[EXERCISE OBJECTIVE]
Print the line containing "Target: woman's left arm" and every later line of the records. Keep each one exactly as given, ending with the last.

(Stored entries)
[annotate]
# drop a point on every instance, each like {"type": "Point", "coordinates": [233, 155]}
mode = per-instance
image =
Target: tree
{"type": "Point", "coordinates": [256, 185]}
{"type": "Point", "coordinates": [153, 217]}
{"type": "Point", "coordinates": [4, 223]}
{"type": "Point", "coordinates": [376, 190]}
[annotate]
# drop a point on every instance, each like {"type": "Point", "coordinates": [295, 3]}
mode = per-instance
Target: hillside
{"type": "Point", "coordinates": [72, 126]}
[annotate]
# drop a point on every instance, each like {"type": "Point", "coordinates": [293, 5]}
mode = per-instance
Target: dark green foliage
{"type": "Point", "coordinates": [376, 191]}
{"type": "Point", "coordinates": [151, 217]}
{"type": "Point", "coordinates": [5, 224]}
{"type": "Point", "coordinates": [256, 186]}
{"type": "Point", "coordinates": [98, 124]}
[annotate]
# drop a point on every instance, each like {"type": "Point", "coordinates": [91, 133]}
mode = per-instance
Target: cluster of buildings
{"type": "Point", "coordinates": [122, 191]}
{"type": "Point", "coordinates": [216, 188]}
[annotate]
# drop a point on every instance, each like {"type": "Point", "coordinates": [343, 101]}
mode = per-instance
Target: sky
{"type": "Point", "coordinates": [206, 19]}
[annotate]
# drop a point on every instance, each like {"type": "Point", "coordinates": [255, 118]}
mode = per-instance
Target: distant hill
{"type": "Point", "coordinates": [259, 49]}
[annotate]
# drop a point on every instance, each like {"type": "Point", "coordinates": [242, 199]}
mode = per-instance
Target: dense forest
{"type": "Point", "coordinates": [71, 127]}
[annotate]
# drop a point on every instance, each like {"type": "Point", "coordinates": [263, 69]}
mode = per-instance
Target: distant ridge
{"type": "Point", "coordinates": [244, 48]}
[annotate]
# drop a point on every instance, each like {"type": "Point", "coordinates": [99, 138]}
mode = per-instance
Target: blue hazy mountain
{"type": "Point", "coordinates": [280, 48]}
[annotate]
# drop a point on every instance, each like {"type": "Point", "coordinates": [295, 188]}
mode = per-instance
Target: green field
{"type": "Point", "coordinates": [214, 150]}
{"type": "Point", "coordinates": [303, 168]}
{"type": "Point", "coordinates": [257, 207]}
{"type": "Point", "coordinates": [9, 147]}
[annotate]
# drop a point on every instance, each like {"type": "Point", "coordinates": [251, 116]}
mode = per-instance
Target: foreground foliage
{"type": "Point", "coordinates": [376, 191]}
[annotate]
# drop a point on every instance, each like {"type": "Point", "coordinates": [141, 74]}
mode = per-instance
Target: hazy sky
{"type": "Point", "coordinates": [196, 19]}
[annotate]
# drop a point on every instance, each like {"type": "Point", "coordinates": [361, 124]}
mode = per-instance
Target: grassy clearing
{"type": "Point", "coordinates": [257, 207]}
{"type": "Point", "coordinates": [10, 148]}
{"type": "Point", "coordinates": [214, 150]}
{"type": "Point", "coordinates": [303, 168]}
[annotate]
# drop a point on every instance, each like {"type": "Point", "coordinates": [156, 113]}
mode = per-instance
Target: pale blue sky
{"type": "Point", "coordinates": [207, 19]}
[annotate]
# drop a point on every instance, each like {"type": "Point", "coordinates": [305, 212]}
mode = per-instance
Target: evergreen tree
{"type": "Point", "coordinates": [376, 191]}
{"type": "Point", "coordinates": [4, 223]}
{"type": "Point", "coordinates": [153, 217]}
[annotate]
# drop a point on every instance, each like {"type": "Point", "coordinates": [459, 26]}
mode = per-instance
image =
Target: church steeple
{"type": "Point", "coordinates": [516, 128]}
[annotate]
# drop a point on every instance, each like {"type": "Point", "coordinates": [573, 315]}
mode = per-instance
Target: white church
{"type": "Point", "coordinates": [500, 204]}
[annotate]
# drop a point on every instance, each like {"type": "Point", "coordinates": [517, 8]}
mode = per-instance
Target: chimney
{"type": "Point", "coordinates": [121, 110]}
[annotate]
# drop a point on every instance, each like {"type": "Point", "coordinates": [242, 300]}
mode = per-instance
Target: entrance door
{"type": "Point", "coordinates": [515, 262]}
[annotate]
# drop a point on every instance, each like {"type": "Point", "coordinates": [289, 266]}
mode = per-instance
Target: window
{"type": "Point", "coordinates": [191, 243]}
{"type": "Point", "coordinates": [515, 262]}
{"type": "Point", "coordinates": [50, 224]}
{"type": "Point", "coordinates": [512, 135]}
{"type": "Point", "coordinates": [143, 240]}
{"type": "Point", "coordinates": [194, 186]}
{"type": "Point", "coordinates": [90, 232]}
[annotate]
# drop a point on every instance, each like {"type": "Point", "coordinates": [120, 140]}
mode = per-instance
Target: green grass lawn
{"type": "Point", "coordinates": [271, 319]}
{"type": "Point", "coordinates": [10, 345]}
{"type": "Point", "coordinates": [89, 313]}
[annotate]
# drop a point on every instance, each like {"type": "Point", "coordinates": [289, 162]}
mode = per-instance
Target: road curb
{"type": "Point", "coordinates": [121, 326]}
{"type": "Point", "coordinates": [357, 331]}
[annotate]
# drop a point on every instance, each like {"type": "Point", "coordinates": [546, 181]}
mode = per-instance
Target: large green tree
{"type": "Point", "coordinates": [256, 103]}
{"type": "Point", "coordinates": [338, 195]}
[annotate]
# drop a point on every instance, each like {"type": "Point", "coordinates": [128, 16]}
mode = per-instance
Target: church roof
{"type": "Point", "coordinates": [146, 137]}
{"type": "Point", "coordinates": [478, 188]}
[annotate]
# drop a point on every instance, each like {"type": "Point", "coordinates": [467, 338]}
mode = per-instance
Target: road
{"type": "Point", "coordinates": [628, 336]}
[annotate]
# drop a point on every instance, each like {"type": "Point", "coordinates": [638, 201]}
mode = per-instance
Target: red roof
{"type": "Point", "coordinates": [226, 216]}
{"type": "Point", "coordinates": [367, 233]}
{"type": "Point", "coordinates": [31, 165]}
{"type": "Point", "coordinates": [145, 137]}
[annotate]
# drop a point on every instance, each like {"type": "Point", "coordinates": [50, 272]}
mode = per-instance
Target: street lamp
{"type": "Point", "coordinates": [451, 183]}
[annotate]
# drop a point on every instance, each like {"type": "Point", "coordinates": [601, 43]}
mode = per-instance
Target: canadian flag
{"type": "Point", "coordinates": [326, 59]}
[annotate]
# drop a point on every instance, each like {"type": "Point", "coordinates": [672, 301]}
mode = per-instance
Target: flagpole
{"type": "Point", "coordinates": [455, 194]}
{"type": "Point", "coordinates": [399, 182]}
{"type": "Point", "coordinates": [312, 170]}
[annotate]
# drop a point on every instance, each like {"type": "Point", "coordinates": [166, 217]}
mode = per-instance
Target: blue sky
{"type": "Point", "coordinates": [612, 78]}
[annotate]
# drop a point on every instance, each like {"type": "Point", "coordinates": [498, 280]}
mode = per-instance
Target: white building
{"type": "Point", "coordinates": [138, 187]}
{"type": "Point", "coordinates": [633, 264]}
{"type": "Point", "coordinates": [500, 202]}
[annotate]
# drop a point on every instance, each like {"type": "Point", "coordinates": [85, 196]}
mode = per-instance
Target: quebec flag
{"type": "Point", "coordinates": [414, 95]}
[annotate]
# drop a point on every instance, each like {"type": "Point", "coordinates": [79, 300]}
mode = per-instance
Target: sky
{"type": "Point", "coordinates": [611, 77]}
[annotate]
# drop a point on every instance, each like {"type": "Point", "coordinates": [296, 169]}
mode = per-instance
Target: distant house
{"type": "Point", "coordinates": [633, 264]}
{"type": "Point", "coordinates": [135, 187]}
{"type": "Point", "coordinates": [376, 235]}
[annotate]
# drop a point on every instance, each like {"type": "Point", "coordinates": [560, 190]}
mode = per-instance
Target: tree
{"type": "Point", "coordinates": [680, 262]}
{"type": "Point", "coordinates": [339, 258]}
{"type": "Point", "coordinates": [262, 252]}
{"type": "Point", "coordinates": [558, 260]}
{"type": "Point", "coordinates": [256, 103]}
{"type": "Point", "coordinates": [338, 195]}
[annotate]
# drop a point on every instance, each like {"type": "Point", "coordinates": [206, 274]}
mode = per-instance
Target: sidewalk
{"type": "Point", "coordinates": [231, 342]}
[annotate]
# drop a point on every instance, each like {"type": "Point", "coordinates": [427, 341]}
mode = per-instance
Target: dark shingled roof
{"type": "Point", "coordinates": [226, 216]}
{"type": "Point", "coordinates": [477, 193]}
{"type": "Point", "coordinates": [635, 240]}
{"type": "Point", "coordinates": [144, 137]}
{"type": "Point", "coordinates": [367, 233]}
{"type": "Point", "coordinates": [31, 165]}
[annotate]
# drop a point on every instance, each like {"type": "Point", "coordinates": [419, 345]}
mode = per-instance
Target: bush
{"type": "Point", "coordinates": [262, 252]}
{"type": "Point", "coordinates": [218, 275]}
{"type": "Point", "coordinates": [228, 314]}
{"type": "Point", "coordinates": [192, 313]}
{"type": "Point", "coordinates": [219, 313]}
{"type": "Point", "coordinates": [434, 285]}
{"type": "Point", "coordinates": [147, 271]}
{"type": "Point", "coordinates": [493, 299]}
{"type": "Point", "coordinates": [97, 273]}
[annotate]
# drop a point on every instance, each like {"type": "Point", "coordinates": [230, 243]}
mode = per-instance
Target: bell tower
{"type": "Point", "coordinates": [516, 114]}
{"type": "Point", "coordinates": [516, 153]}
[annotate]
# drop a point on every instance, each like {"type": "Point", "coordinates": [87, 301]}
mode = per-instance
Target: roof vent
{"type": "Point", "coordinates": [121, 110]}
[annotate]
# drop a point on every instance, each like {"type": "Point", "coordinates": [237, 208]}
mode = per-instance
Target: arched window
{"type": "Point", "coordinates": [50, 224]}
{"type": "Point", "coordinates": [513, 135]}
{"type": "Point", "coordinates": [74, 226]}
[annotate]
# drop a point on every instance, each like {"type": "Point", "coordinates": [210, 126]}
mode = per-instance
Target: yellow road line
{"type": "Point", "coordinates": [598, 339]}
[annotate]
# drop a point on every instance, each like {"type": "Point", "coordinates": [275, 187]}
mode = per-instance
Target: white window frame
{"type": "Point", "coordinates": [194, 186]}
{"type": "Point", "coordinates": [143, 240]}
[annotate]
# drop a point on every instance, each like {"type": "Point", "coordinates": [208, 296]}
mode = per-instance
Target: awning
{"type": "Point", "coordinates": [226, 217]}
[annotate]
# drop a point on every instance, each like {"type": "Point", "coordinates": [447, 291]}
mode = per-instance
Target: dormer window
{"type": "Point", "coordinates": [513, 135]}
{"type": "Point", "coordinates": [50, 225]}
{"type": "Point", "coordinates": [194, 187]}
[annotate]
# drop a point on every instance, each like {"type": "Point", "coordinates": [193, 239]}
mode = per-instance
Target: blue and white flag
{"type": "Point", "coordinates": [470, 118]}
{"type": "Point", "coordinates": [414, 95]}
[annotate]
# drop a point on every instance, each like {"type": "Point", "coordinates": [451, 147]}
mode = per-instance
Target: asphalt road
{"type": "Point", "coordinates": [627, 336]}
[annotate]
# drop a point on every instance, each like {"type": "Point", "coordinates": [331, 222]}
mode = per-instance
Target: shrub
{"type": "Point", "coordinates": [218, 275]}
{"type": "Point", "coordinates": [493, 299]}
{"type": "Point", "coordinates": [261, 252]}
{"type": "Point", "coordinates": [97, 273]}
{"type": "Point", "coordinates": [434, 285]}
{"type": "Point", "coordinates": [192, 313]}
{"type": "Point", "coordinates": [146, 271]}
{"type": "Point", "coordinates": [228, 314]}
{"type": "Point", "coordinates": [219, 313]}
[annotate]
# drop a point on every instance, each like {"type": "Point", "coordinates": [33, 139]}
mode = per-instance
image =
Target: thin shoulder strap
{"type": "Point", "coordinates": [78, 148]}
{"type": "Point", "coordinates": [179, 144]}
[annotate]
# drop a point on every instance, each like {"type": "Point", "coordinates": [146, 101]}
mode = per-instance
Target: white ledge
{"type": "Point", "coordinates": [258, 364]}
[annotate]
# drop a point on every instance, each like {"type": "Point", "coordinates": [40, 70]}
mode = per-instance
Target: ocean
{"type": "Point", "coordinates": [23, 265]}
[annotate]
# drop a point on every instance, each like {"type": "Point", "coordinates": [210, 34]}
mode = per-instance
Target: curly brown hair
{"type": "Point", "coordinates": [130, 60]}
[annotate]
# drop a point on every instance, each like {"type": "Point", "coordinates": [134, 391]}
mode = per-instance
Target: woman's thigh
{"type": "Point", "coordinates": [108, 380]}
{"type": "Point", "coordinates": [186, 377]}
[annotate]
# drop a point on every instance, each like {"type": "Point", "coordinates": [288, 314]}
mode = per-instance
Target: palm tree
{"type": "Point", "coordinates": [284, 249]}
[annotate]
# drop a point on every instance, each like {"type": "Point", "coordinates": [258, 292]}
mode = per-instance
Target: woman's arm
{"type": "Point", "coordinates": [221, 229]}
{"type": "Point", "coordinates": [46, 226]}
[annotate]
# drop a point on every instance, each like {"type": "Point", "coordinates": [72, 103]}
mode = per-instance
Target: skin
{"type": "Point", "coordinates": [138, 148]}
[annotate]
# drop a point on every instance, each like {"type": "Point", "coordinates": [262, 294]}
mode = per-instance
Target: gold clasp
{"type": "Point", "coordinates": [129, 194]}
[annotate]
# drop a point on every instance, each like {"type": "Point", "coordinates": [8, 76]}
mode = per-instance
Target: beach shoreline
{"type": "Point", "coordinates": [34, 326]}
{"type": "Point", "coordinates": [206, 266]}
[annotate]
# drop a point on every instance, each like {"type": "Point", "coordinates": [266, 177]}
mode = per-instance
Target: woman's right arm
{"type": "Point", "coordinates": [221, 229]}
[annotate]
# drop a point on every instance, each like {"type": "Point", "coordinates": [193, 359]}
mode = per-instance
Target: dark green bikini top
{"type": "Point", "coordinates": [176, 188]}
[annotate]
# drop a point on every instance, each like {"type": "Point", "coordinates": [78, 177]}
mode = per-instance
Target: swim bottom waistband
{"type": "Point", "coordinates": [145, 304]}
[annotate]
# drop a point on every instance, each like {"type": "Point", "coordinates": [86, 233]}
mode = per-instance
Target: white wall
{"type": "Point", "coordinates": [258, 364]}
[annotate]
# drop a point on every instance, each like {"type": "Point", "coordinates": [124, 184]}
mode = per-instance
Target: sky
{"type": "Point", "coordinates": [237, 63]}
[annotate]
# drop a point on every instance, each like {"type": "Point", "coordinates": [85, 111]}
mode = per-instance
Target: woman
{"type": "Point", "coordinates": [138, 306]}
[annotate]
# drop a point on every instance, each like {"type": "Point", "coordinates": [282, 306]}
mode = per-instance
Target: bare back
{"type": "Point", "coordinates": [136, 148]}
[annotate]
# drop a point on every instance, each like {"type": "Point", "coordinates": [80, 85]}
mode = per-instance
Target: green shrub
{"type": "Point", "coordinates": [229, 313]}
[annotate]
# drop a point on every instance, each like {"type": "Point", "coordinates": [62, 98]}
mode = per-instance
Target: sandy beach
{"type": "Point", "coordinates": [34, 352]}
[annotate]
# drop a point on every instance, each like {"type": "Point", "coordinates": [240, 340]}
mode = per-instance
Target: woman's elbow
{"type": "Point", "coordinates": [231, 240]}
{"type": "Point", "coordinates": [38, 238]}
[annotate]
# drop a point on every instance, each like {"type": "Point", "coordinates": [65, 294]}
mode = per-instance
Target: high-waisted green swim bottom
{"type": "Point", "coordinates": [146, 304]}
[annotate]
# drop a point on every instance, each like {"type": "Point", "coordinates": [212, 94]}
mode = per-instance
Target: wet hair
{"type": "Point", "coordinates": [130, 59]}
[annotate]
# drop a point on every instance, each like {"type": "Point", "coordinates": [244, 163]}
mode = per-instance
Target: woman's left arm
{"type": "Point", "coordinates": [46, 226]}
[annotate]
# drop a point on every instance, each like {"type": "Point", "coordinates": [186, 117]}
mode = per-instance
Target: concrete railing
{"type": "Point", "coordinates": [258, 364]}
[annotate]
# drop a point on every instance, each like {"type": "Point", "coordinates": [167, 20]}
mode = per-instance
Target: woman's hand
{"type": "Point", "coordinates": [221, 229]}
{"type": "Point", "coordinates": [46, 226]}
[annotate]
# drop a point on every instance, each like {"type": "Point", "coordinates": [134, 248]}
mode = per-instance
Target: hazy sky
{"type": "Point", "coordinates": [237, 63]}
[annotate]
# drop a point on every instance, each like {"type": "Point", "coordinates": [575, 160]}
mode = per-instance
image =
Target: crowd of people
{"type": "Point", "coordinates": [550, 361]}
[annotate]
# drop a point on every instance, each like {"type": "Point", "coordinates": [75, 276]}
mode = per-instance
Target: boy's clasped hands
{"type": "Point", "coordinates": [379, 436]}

[EXERCISE OUTPUT]
Target: woman's left arm
{"type": "Point", "coordinates": [46, 226]}
[annotate]
# drop a point on every instance, each like {"type": "Point", "coordinates": [186, 117]}
mode = per-instance
Target: concrete railing
{"type": "Point", "coordinates": [258, 364]}
[annotate]
# drop a point on every instance, each like {"type": "Point", "coordinates": [167, 20]}
mode = per-instance
Target: woman's hand
{"type": "Point", "coordinates": [221, 229]}
{"type": "Point", "coordinates": [46, 226]}
[annotate]
# drop a point on every instance, each like {"type": "Point", "coordinates": [134, 248]}
mode = per-instance
Target: hazy sky
{"type": "Point", "coordinates": [237, 63]}
[annotate]
# drop a point on every instance, each like {"type": "Point", "coordinates": [575, 160]}
mode = per-instance
image =
Target: crowd of people
{"type": "Point", "coordinates": [550, 361]}
[annotate]
# drop a point on every instance, each like {"type": "Point", "coordinates": [75, 276]}
mode = per-instance
Target: boy's clasped hands
{"type": "Point", "coordinates": [379, 436]}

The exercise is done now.